§ Excerpted records
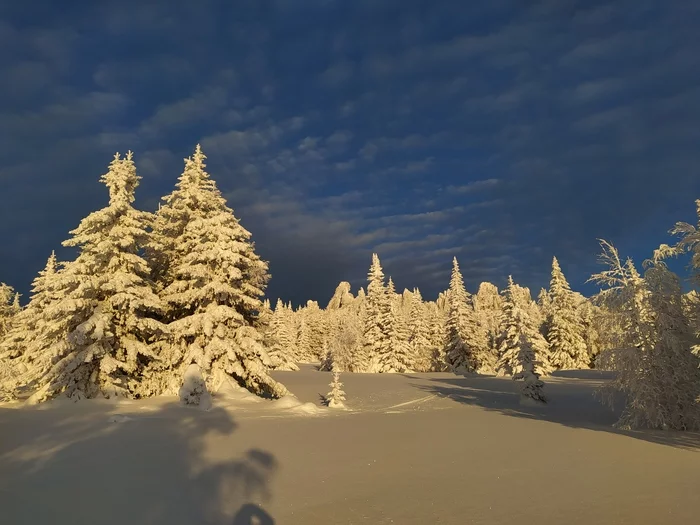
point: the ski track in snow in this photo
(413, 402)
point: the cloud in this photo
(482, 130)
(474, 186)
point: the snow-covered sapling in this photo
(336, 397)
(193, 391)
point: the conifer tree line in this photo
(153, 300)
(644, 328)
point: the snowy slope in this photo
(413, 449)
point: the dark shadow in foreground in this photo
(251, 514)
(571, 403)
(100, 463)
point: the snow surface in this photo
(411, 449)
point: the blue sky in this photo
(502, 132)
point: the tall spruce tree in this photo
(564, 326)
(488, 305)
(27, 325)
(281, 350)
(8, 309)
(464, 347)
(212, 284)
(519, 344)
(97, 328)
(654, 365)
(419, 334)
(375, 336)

---

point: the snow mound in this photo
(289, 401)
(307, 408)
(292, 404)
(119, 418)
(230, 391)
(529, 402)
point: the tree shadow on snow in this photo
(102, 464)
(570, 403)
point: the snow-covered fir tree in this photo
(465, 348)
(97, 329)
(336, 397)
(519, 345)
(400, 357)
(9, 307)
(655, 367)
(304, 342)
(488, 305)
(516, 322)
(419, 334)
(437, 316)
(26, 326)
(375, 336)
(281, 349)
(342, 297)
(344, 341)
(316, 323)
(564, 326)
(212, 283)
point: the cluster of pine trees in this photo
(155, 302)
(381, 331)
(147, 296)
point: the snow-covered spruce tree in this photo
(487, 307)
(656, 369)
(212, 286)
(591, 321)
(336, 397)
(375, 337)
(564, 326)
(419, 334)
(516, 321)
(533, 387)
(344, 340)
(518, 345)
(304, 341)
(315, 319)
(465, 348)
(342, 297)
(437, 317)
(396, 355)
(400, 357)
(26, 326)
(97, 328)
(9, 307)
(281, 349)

--

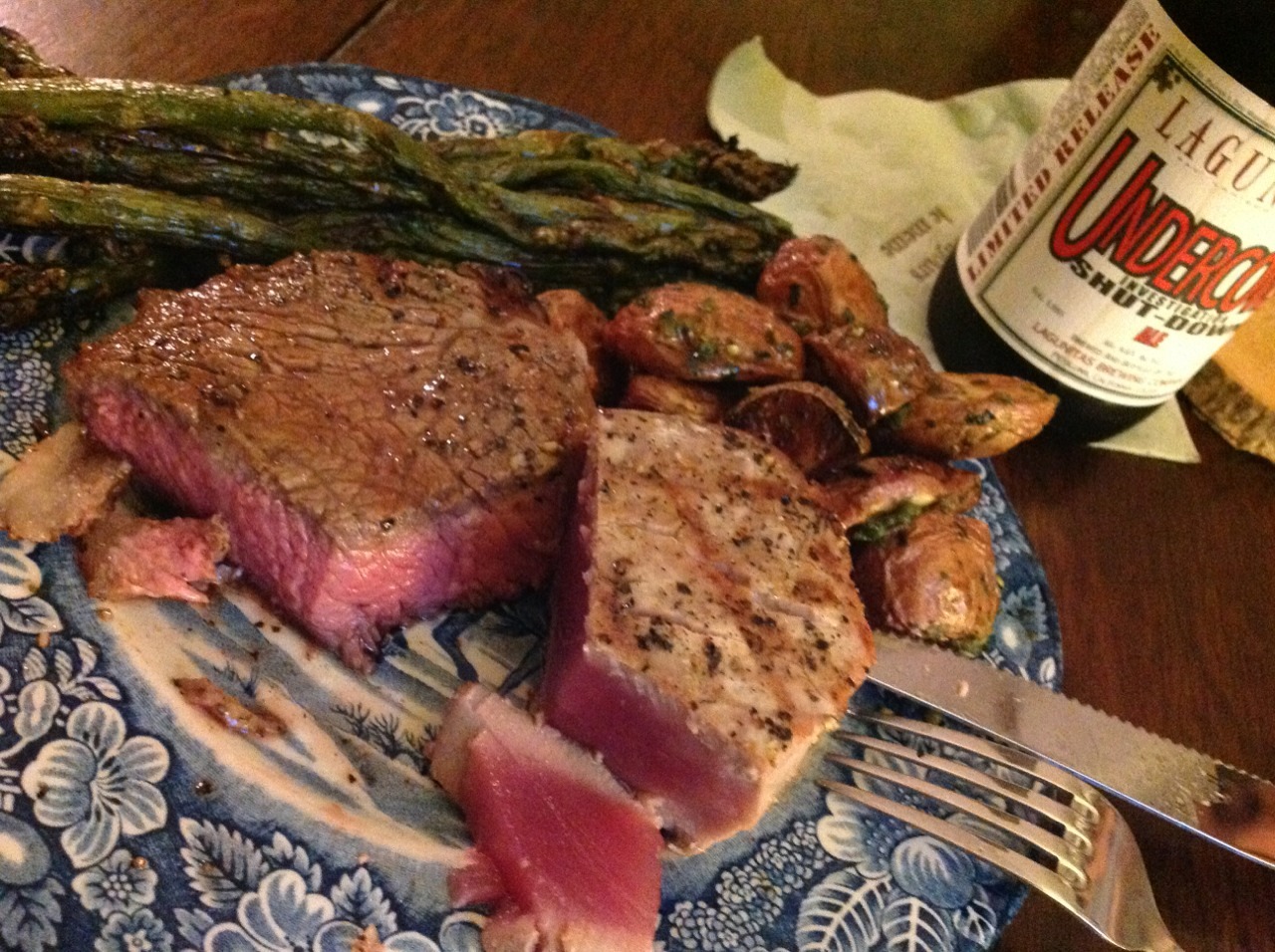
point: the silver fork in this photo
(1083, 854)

§ Prompt
How many lines in the entries above contain the word "shadow"? Reply with the number alone.

§ Answer to this task
2